=== THE TASK ===
Can you repeat the stretch of the material from its start through the line that contains "[[298, 314], [230, 298], [212, 305], [217, 317], [298, 362]]", both ends included, with the pictures left out?

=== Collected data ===
# # # #
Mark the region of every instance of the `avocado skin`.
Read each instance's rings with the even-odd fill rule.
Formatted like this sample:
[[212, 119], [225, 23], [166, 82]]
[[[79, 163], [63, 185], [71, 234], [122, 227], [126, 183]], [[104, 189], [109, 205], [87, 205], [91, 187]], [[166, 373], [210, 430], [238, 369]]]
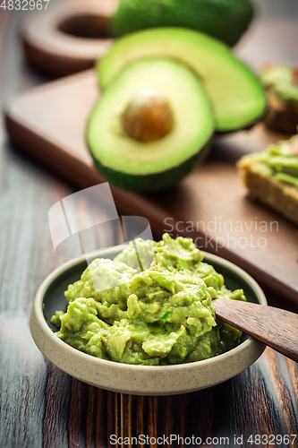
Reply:
[[148, 175], [133, 175], [117, 171], [102, 165], [93, 156], [91, 151], [90, 153], [98, 171], [114, 185], [136, 193], [154, 193], [166, 190], [178, 184], [181, 179], [193, 170], [197, 164], [201, 163], [210, 150], [212, 140], [213, 138], [211, 137], [196, 154], [183, 161], [181, 165], [166, 171]]
[[253, 13], [251, 0], [122, 0], [111, 32], [120, 37], [145, 28], [191, 28], [233, 47]]

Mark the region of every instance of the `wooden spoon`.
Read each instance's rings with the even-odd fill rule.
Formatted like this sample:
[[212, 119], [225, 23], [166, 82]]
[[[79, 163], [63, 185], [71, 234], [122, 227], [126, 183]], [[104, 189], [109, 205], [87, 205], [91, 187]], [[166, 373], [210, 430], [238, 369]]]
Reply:
[[298, 314], [230, 298], [212, 305], [217, 317], [298, 362]]

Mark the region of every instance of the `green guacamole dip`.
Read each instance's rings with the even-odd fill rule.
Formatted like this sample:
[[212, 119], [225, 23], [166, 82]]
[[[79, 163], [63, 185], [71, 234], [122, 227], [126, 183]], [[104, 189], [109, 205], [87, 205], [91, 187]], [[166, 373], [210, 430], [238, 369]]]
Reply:
[[261, 82], [271, 88], [280, 99], [298, 107], [298, 71], [288, 65], [272, 65], [264, 68]]
[[[135, 242], [142, 265], [135, 260]], [[134, 244], [133, 244], [134, 243]], [[199, 361], [235, 347], [241, 332], [215, 316], [211, 299], [245, 300], [243, 289], [202, 262], [191, 238], [131, 242], [114, 261], [94, 260], [64, 295], [51, 322], [67, 344], [103, 359], [143, 366]], [[140, 261], [140, 260], [139, 260]], [[98, 280], [104, 282], [96, 292]]]
[[259, 162], [258, 169], [263, 176], [271, 176], [298, 188], [298, 135], [244, 157]]

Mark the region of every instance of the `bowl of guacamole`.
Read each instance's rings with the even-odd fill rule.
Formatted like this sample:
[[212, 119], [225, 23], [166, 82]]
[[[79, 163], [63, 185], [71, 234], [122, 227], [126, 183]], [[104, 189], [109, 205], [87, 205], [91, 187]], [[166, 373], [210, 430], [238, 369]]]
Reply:
[[217, 297], [267, 304], [246, 272], [191, 238], [137, 238], [54, 271], [38, 291], [30, 328], [50, 361], [86, 383], [182, 393], [231, 378], [264, 349], [216, 317]]

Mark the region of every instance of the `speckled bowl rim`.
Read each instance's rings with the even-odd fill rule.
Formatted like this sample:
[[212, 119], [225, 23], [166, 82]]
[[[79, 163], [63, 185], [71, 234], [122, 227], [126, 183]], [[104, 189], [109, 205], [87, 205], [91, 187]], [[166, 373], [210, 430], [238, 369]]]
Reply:
[[[100, 251], [99, 256], [113, 258], [122, 246]], [[217, 255], [201, 251], [207, 262], [228, 268], [246, 281], [260, 305], [267, 306], [259, 284], [245, 271]], [[94, 258], [95, 254], [87, 258]], [[30, 315], [32, 338], [44, 356], [70, 375], [108, 391], [134, 395], [174, 395], [205, 389], [240, 374], [253, 364], [266, 345], [248, 337], [239, 346], [210, 359], [175, 366], [132, 366], [99, 359], [81, 352], [59, 340], [47, 325], [43, 300], [47, 289], [58, 276], [86, 259], [85, 255], [63, 264], [51, 272], [40, 285]]]

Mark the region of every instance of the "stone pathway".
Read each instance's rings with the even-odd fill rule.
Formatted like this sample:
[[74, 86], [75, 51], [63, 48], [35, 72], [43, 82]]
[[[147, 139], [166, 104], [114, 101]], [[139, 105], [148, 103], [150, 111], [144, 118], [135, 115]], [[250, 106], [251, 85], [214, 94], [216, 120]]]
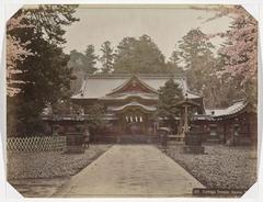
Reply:
[[191, 197], [204, 188], [151, 145], [115, 145], [54, 197]]

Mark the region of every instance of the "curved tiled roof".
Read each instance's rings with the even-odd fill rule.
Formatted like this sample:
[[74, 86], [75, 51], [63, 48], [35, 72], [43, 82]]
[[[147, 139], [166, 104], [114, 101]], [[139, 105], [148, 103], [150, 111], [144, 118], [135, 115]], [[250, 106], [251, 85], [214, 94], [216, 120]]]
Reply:
[[207, 115], [211, 115], [211, 117], [221, 117], [236, 114], [242, 111], [247, 105], [248, 102], [245, 100], [240, 100], [226, 109], [205, 110], [205, 112]]
[[[132, 75], [92, 75], [88, 76], [82, 82], [80, 92], [72, 96], [72, 99], [101, 99], [113, 92], [119, 86], [123, 86]], [[172, 77], [171, 75], [136, 75], [144, 83], [150, 88], [158, 90]], [[183, 94], [187, 93], [190, 99], [201, 98], [201, 96], [190, 92], [187, 82], [184, 77], [175, 77], [173, 79], [183, 90]]]
[[108, 110], [111, 110], [111, 111], [122, 111], [122, 110], [124, 110], [125, 108], [128, 108], [128, 106], [139, 106], [139, 108], [142, 108], [144, 110], [150, 111], [150, 112], [153, 112], [153, 111], [157, 110], [157, 108], [153, 106], [153, 105], [144, 105], [139, 102], [129, 102], [129, 103], [121, 105], [121, 106], [111, 106], [111, 108], [108, 108]]

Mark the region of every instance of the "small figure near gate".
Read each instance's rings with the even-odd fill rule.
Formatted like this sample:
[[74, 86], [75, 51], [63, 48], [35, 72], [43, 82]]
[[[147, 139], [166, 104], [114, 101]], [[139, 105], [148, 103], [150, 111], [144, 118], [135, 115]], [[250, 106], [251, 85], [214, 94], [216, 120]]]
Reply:
[[89, 132], [88, 127], [84, 128], [83, 136], [84, 136], [83, 146], [84, 146], [84, 148], [89, 148], [90, 147], [90, 132]]

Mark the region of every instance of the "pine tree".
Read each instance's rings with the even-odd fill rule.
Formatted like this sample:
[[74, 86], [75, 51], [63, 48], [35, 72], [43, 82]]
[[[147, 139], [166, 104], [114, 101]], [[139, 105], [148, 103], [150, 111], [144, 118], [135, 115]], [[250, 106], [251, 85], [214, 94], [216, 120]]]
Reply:
[[94, 45], [88, 45], [85, 49], [85, 57], [84, 57], [84, 74], [93, 74], [98, 69], [95, 67], [98, 56], [95, 55]]
[[31, 53], [15, 60], [12, 79], [19, 89], [8, 96], [8, 135], [34, 135], [43, 132], [41, 113], [59, 99], [69, 97], [71, 69], [67, 67], [69, 56], [61, 45], [65, 25], [73, 18], [76, 5], [38, 5], [35, 9], [21, 9], [13, 18], [23, 15], [22, 23], [9, 31], [9, 35], [24, 44]]
[[164, 56], [150, 36], [125, 37], [118, 44], [114, 72], [165, 72]]
[[111, 47], [111, 42], [106, 41], [101, 46], [102, 56], [100, 61], [102, 63], [103, 72], [112, 72], [113, 70], [113, 48]]

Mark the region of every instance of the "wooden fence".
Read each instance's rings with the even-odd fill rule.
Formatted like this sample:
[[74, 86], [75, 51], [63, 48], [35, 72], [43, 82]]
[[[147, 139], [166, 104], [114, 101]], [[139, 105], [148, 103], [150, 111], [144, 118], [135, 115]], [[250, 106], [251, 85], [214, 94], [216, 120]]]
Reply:
[[8, 152], [47, 152], [64, 150], [65, 148], [65, 136], [10, 137], [7, 141]]

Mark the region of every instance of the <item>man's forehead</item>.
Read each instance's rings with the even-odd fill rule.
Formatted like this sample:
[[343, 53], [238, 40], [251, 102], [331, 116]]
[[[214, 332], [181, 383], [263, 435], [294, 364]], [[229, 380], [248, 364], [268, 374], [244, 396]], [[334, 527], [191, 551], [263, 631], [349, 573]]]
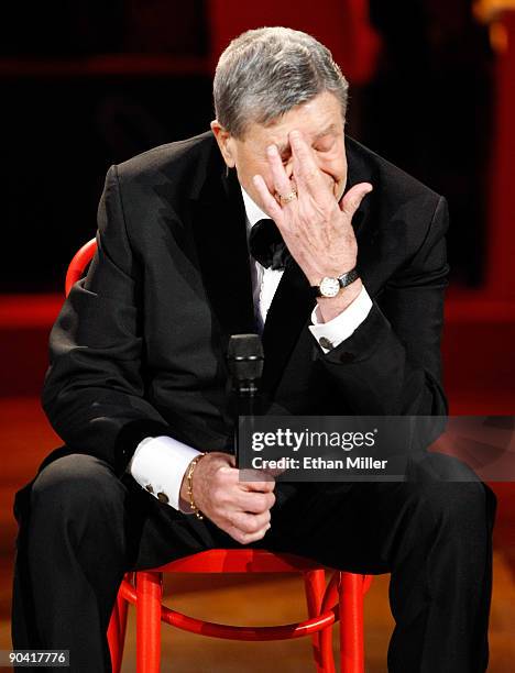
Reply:
[[[306, 134], [305, 133], [306, 140], [308, 142], [316, 143], [317, 141], [321, 140], [326, 135], [337, 135], [340, 132], [340, 129], [341, 129], [341, 126], [338, 128], [337, 124], [330, 123], [327, 126], [325, 126], [324, 129], [318, 130], [318, 131], [316, 131], [313, 134]], [[289, 147], [289, 140], [287, 137], [284, 139], [283, 142], [277, 144], [277, 150], [280, 151], [280, 153], [288, 150], [288, 147]]]

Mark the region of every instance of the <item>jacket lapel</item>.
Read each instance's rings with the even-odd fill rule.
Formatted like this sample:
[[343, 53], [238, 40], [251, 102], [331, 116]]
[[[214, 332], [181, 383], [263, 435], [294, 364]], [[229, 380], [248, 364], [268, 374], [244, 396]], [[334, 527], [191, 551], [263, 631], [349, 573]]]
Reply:
[[298, 336], [315, 307], [309, 283], [289, 260], [266, 316], [263, 330], [264, 371], [262, 388], [270, 396], [281, 379]]
[[254, 308], [239, 183], [235, 175], [224, 176], [216, 154], [210, 164], [204, 188], [193, 202], [191, 225], [204, 286], [226, 349], [231, 334], [255, 331]]

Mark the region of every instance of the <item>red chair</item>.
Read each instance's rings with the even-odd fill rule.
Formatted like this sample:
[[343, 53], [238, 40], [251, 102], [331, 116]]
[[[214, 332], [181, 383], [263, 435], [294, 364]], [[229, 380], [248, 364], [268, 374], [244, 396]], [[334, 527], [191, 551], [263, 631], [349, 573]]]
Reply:
[[[66, 295], [84, 275], [97, 249], [94, 240], [74, 256], [66, 274]], [[364, 673], [363, 595], [371, 576], [332, 571], [326, 587], [326, 570], [291, 554], [255, 549], [213, 549], [147, 571], [128, 573], [118, 593], [108, 628], [112, 671], [119, 673], [123, 655], [128, 606], [136, 608], [138, 673], [161, 670], [161, 622], [179, 629], [231, 640], [287, 640], [311, 636], [318, 673], [333, 673], [332, 625], [340, 622], [342, 673]], [[165, 607], [163, 573], [302, 573], [309, 618], [282, 626], [239, 627], [195, 619]]]

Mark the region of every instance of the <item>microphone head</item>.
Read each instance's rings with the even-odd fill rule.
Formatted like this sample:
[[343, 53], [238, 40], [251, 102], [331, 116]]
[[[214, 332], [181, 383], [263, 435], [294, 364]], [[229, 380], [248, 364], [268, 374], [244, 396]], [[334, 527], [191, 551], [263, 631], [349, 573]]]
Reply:
[[227, 350], [229, 369], [237, 380], [261, 378], [263, 346], [259, 334], [232, 334]]

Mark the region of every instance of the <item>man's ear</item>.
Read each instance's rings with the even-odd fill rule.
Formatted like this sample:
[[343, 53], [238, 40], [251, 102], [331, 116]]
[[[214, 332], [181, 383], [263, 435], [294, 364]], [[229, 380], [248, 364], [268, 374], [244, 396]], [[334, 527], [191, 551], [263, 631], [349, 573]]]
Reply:
[[234, 168], [235, 157], [232, 135], [220, 124], [217, 119], [211, 122], [211, 131], [215, 135], [218, 146], [220, 147], [223, 161], [229, 166], [229, 168]]

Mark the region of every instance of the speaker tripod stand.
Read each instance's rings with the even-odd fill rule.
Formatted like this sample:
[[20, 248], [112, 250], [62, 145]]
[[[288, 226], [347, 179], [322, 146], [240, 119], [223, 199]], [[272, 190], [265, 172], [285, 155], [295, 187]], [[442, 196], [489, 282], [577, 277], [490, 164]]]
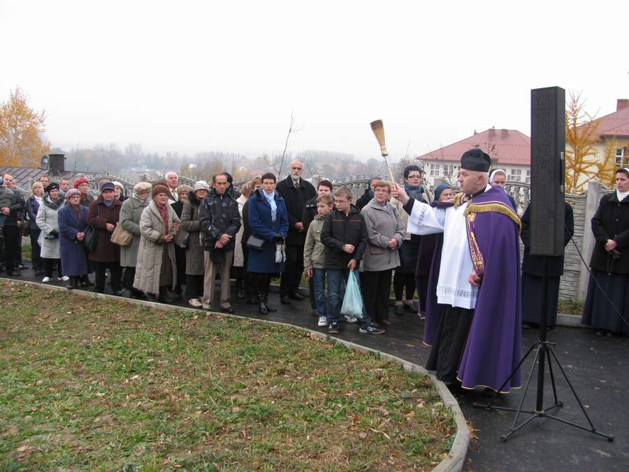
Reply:
[[[526, 424], [529, 424], [536, 418], [550, 418], [551, 420], [569, 424], [575, 428], [579, 428], [579, 429], [587, 431], [590, 433], [592, 433], [593, 434], [601, 436], [604, 438], [606, 438], [608, 441], [613, 441], [613, 435], [607, 434], [605, 433], [598, 431], [594, 427], [594, 424], [592, 423], [592, 420], [590, 420], [590, 417], [589, 415], [588, 415], [588, 413], [586, 411], [585, 407], [584, 406], [581, 399], [579, 398], [579, 395], [577, 394], [577, 391], [574, 389], [574, 387], [572, 386], [572, 384], [568, 379], [567, 376], [565, 373], [565, 371], [564, 371], [563, 367], [561, 366], [561, 364], [559, 362], [559, 359], [557, 358], [557, 355], [555, 354], [554, 346], [555, 346], [556, 343], [549, 343], [547, 339], [546, 309], [548, 306], [548, 260], [547, 259], [547, 257], [544, 257], [543, 274], [544, 275], [542, 278], [542, 284], [544, 287], [544, 293], [542, 296], [542, 310], [541, 313], [542, 322], [540, 326], [540, 338], [537, 341], [535, 341], [535, 344], [529, 348], [528, 350], [526, 352], [526, 354], [525, 354], [522, 357], [519, 364], [518, 364], [517, 366], [511, 373], [511, 375], [509, 375], [507, 380], [505, 380], [505, 382], [500, 386], [496, 394], [492, 396], [489, 401], [486, 403], [475, 403], [474, 406], [478, 408], [485, 408], [489, 410], [506, 410], [507, 411], [516, 412], [515, 417], [513, 420], [513, 424], [511, 426], [511, 429], [508, 433], [500, 436], [500, 441], [503, 443], [505, 442], [509, 438], [509, 436], [511, 436], [512, 434], [524, 427]], [[524, 388], [524, 391], [522, 392], [522, 398], [520, 399], [520, 403], [518, 406], [518, 408], [513, 408], [506, 406], [498, 406], [496, 405], [492, 405], [491, 403], [496, 399], [496, 396], [498, 396], [499, 392], [502, 392], [505, 385], [507, 385], [507, 384], [511, 381], [511, 379], [518, 371], [518, 369], [520, 369], [520, 366], [524, 363], [524, 361], [528, 357], [529, 355], [530, 355], [533, 352], [534, 350], [535, 357], [533, 358], [533, 365], [531, 366], [530, 371], [528, 373], [528, 378], [526, 380], [526, 385]], [[545, 380], [544, 369], [546, 367], [547, 360], [548, 361], [548, 371], [551, 379], [551, 385], [553, 387], [553, 398], [554, 400], [554, 403], [550, 406], [544, 407], [544, 382]], [[568, 387], [570, 387], [570, 391], [572, 391], [572, 394], [577, 399], [577, 402], [579, 403], [579, 406], [581, 408], [581, 410], [583, 412], [584, 415], [588, 421], [589, 427], [581, 426], [581, 424], [577, 424], [577, 423], [568, 421], [567, 420], [564, 420], [554, 415], [549, 414], [549, 412], [551, 412], [556, 408], [559, 408], [563, 406], [563, 402], [559, 401], [557, 397], [557, 389], [555, 385], [555, 375], [553, 371], [553, 361], [554, 361], [554, 362], [557, 364], [559, 371], [561, 372], [561, 374], [565, 379]], [[526, 394], [528, 392], [529, 387], [530, 387], [530, 381], [533, 379], [533, 373], [535, 372], [536, 367], [537, 369], [537, 391], [535, 408], [535, 410], [525, 410], [523, 408], [524, 405], [524, 400], [526, 399]], [[520, 415], [523, 413], [530, 415], [530, 417], [518, 424], [518, 420], [519, 419]]]

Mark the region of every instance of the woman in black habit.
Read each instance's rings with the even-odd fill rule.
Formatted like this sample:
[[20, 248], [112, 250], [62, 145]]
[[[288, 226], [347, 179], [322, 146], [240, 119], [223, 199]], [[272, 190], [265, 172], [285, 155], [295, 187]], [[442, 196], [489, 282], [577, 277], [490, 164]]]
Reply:
[[[616, 170], [616, 192], [600, 199], [592, 218], [592, 232], [596, 243], [590, 259], [592, 275], [581, 322], [596, 328], [598, 336], [628, 334], [629, 169]], [[619, 316], [616, 309], [625, 320]]]
[[[564, 202], [563, 246], [568, 243], [574, 234], [574, 215], [572, 207]], [[520, 237], [524, 243], [524, 257], [522, 259], [522, 327], [533, 328], [542, 322], [544, 302], [544, 256], [530, 255], [530, 203], [522, 215], [522, 231]], [[563, 275], [563, 256], [549, 256], [548, 260], [548, 303], [544, 313], [546, 324], [552, 327], [557, 322], [557, 305], [559, 303], [559, 281]]]

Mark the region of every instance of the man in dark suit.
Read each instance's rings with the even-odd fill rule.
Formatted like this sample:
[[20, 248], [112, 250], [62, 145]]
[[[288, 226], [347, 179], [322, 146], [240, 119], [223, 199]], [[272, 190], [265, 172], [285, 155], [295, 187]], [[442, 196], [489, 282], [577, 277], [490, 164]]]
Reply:
[[310, 182], [301, 178], [303, 164], [299, 161], [291, 162], [289, 176], [277, 183], [275, 189], [286, 202], [288, 211], [289, 231], [286, 238], [286, 264], [280, 282], [280, 301], [289, 303], [289, 299], [303, 300], [298, 292], [303, 273], [303, 246], [305, 228], [302, 217], [305, 202], [317, 195]]

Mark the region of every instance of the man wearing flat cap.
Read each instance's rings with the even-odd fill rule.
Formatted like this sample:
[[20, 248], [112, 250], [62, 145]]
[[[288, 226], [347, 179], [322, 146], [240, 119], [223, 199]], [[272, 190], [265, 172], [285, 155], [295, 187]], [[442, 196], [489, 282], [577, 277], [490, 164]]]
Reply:
[[409, 214], [408, 231], [443, 232], [437, 284], [441, 316], [426, 369], [465, 389], [508, 392], [521, 385], [520, 220], [507, 194], [489, 185], [489, 156], [478, 148], [461, 159], [461, 193], [445, 208], [393, 194]]

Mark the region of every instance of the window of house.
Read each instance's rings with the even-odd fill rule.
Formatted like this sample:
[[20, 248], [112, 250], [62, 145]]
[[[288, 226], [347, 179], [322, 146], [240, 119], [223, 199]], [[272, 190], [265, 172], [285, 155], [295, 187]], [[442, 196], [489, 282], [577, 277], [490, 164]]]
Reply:
[[510, 173], [507, 179], [507, 180], [513, 180], [514, 182], [520, 182], [522, 180], [522, 169], [512, 169], [509, 171]]
[[616, 150], [616, 165], [619, 167], [629, 165], [629, 154], [625, 152], [624, 148]]

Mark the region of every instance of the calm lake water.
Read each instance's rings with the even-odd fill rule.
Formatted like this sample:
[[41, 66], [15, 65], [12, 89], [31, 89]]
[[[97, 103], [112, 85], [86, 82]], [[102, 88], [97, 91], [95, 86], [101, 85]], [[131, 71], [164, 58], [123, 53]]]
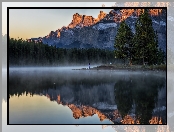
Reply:
[[166, 73], [9, 69], [9, 124], [166, 124]]

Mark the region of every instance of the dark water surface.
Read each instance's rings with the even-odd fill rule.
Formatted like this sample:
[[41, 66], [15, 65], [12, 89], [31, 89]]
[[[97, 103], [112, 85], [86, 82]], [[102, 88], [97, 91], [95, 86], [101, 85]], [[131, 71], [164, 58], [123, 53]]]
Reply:
[[10, 68], [9, 123], [166, 124], [165, 72], [76, 68]]

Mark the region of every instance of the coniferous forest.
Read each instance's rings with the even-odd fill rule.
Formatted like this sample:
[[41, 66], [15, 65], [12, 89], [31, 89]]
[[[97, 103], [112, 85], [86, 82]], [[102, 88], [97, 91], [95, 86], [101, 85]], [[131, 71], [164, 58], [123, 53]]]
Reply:
[[145, 10], [135, 24], [135, 33], [125, 21], [120, 23], [115, 36], [115, 50], [57, 48], [42, 42], [28, 42], [9, 38], [10, 66], [69, 66], [129, 63], [134, 65], [154, 65], [166, 63], [166, 54], [158, 47], [157, 32], [152, 27], [152, 20]]
[[114, 52], [104, 49], [64, 49], [43, 43], [27, 42], [22, 39], [9, 39], [10, 66], [62, 66], [88, 65], [88, 63], [110, 63]]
# # # #
=== COMPLETE ANSWER ===
Mark the region of every instance of the `avocado skin`.
Read each instance's rings with the even-odd fill rule.
Formatted like this sample:
[[212, 119], [225, 23], [166, 82]]
[[[79, 163], [63, 185], [71, 234], [122, 227], [126, 183]], [[104, 189], [109, 205], [87, 205], [91, 187]], [[166, 373], [210, 430], [238, 369]]]
Reply:
[[148, 175], [133, 175], [117, 171], [102, 165], [93, 156], [91, 151], [90, 153], [98, 171], [114, 185], [136, 193], [154, 193], [166, 190], [178, 184], [181, 179], [193, 170], [197, 164], [201, 163], [210, 150], [212, 140], [213, 138], [211, 137], [196, 154], [183, 161], [181, 165], [166, 171]]
[[253, 13], [251, 0], [122, 0], [111, 32], [120, 37], [145, 28], [191, 28], [233, 47]]

Mark the region of every instance of the `wooden spoon`.
Read each instance's rings with the even-odd fill rule.
Formatted like this sample:
[[212, 119], [225, 23], [166, 82]]
[[[79, 163], [63, 185], [71, 234], [122, 227], [126, 183]], [[104, 189], [109, 205], [87, 205], [91, 187]], [[166, 373], [210, 430], [238, 369]]]
Reply:
[[298, 314], [230, 298], [212, 305], [217, 317], [298, 362]]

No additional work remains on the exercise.